Begin Records for this exercise

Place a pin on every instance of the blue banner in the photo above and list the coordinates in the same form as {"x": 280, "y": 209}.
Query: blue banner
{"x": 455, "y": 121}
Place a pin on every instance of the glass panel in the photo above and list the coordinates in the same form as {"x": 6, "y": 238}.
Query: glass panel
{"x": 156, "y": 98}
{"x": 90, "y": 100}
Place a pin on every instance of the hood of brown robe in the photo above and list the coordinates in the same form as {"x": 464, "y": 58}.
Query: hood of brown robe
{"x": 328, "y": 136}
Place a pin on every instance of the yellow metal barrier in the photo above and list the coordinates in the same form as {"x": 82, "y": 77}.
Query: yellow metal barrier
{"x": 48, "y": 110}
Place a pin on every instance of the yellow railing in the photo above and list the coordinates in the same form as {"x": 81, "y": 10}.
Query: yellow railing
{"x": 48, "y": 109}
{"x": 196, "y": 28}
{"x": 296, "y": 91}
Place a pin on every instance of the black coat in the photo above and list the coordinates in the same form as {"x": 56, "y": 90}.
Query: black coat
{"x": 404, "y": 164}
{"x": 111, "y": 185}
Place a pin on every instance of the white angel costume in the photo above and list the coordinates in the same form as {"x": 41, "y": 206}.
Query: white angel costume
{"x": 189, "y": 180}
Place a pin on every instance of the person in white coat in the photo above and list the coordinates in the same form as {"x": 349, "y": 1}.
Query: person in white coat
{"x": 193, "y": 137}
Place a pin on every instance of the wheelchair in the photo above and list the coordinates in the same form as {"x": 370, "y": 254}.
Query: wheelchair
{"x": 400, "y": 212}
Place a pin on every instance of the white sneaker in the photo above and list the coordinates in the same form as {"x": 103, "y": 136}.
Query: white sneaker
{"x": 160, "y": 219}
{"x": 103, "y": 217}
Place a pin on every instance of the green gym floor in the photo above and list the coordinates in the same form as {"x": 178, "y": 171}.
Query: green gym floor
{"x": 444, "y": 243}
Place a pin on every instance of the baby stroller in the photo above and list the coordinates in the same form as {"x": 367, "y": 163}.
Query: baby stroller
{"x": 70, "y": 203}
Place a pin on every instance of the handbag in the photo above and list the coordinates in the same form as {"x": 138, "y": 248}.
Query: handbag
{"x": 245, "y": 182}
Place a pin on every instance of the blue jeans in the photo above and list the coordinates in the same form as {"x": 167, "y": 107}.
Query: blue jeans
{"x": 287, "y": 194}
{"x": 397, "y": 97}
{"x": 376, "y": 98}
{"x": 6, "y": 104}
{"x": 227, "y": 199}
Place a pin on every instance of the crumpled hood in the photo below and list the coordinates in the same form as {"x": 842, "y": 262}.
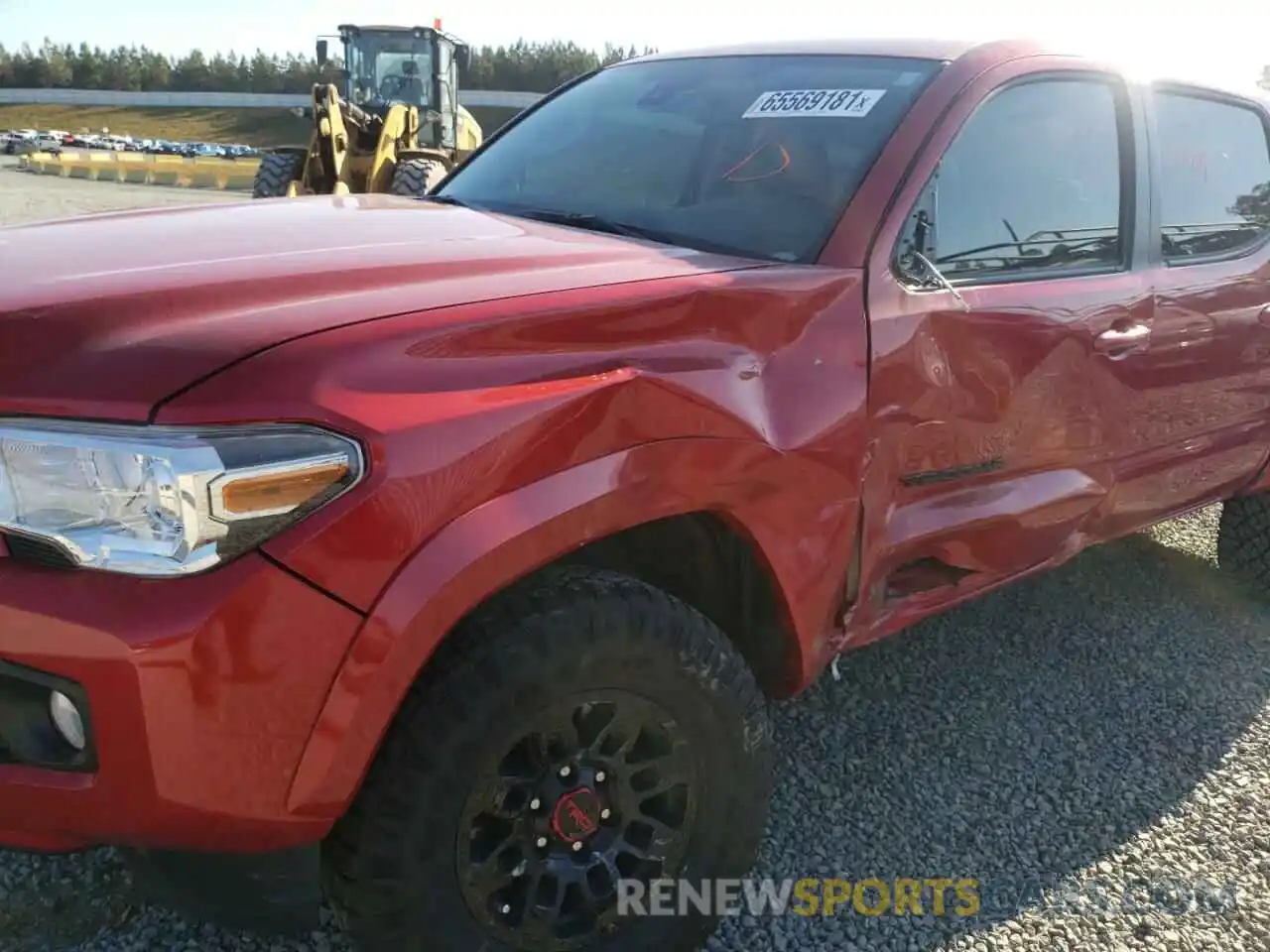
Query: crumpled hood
{"x": 108, "y": 315}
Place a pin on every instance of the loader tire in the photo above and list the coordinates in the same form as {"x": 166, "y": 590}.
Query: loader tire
{"x": 1243, "y": 542}
{"x": 414, "y": 178}
{"x": 277, "y": 171}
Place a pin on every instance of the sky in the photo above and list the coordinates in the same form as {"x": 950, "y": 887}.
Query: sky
{"x": 1209, "y": 41}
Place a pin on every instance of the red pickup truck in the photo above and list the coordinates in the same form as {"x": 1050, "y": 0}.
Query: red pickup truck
{"x": 448, "y": 552}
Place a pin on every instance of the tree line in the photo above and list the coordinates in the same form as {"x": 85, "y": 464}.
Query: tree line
{"x": 530, "y": 67}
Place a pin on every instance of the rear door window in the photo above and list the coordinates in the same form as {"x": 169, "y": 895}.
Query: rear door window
{"x": 1214, "y": 177}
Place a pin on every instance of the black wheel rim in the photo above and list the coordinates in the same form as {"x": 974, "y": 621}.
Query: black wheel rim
{"x": 597, "y": 791}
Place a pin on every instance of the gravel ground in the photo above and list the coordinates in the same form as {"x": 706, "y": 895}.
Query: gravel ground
{"x": 26, "y": 197}
{"x": 1092, "y": 746}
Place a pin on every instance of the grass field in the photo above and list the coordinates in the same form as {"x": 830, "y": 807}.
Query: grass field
{"x": 253, "y": 127}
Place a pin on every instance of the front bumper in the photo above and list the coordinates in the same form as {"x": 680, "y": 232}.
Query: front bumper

End Records for this exercise

Render all of the material above as a numbered list with one item per line, and skip blank lines. Leave any images out of the output.

# [Reply]
1. Place a pin on every instance of the blue banner in the photo above and list the coordinates in the same form as {"x": 280, "y": 209}.
2. Query: blue banner
3. {"x": 455, "y": 121}
4. Place a pin on every instance of the glass panel in the photo above and list the coordinates in the same form as {"x": 6, "y": 238}.
5. Query: glass panel
6. {"x": 156, "y": 98}
7. {"x": 90, "y": 100}
8. Place a pin on every instance of the hood of brown robe in the photo above and list the coordinates in the same form as {"x": 464, "y": 58}.
9. Query: hood of brown robe
10. {"x": 328, "y": 136}
11. Place a pin on every instance of the yellow metal barrier in the photo above and list the coordinates in the same form as {"x": 82, "y": 77}.
12. Query: yellow metal barrier
13. {"x": 48, "y": 110}
14. Place a pin on every instance of the yellow railing in the photo above and list the coordinates in the same form as {"x": 81, "y": 10}.
15. Query: yellow railing
16. {"x": 48, "y": 109}
17. {"x": 196, "y": 28}
18. {"x": 296, "y": 91}
19. Place a pin on every instance of the black coat in the photo above and list the coordinates in the same form as {"x": 56, "y": 90}.
20. Query: black coat
21. {"x": 404, "y": 164}
22. {"x": 111, "y": 185}
23. Place a pin on every instance of the white angel costume in the photo above and list the coordinates in the same form as {"x": 41, "y": 206}.
24. Query: white angel costume
25. {"x": 189, "y": 180}
26. Place a pin on every instance of the person in white coat in the photo above and list the coordinates in the same form as {"x": 349, "y": 1}.
27. Query: person in white coat
28. {"x": 193, "y": 137}
29. Place a pin on every instance of the wheelchair in the photo above and list the coordinates in the same form as {"x": 370, "y": 254}.
30. Query: wheelchair
31. {"x": 400, "y": 212}
32. Place a pin on every instance of the white sneaker in the photo above and list the coordinates in the same form as {"x": 103, "y": 136}.
33. Query: white sneaker
34. {"x": 160, "y": 219}
35. {"x": 103, "y": 217}
36. Place a pin on every instance of the green gym floor in the photo above and list the coordinates in the same form as {"x": 178, "y": 171}.
37. Query: green gym floor
38. {"x": 444, "y": 243}
39. Place a pin on every instance of the baby stroller in the photo above and list the coordinates in the same form as {"x": 367, "y": 163}.
40. Query: baby stroller
41. {"x": 70, "y": 203}
42. Place a pin on every instance of the handbag in the photo above and list the coordinates in the same form as {"x": 138, "y": 248}.
43. Query: handbag
44. {"x": 245, "y": 182}
45. Place a pin on every instance of the blue jeans in the photo above and list the coordinates in the same form as {"x": 167, "y": 107}.
46. Query: blue jeans
47. {"x": 287, "y": 194}
48. {"x": 397, "y": 97}
49. {"x": 376, "y": 98}
50. {"x": 6, "y": 104}
51. {"x": 227, "y": 199}
52. Place a pin on every instance of the crumpled hood in the photo below and list the coordinates in the same form as {"x": 842, "y": 262}.
53. Query: crumpled hood
54. {"x": 108, "y": 315}
55. Place a pin on every instance of the loader tire in the photo above and list the coordinates in the same form as {"x": 166, "y": 590}.
56. Query: loader tire
57. {"x": 1243, "y": 542}
58. {"x": 414, "y": 178}
59. {"x": 277, "y": 171}
60. Place a pin on every instance of the sky in the photo above and list the coordinates in the same form as {"x": 950, "y": 887}.
61. Query: sky
62. {"x": 1209, "y": 41}
63. Place a pin on every instance of the red pickup truck in the photo above and list the coordinates in the same form as {"x": 1050, "y": 0}.
64. Query: red pickup truck
65. {"x": 448, "y": 552}
66. Place a pin on every instance of the tree line in the photo above and list the coordinates in the same form as {"x": 85, "y": 464}.
67. Query: tree line
68. {"x": 530, "y": 67}
69. Place a pin on every instance of the rear door window in the photo above and list the coordinates in the same form as {"x": 169, "y": 895}.
70. Query: rear door window
71. {"x": 1214, "y": 177}
72. Place a pin on every instance of the black wheel rim in the photo above and list the coordinates in the same form as {"x": 974, "y": 621}.
73. Query: black wheel rim
74. {"x": 597, "y": 791}
75. Place a pin on every instance of the gravel ground in the photo above and list the coordinates in the same form as {"x": 706, "y": 895}.
76. Query: gravel ground
77. {"x": 26, "y": 197}
78. {"x": 1092, "y": 746}
79. Place a pin on every instance of the grass field in the photo above and list the coordinates in the same form as {"x": 830, "y": 807}.
80. Query: grass field
81. {"x": 253, "y": 127}
82. Place a pin on every instance of the front bumper in the photo above and list the coordinates in the same form as {"x": 680, "y": 232}.
83. Query: front bumper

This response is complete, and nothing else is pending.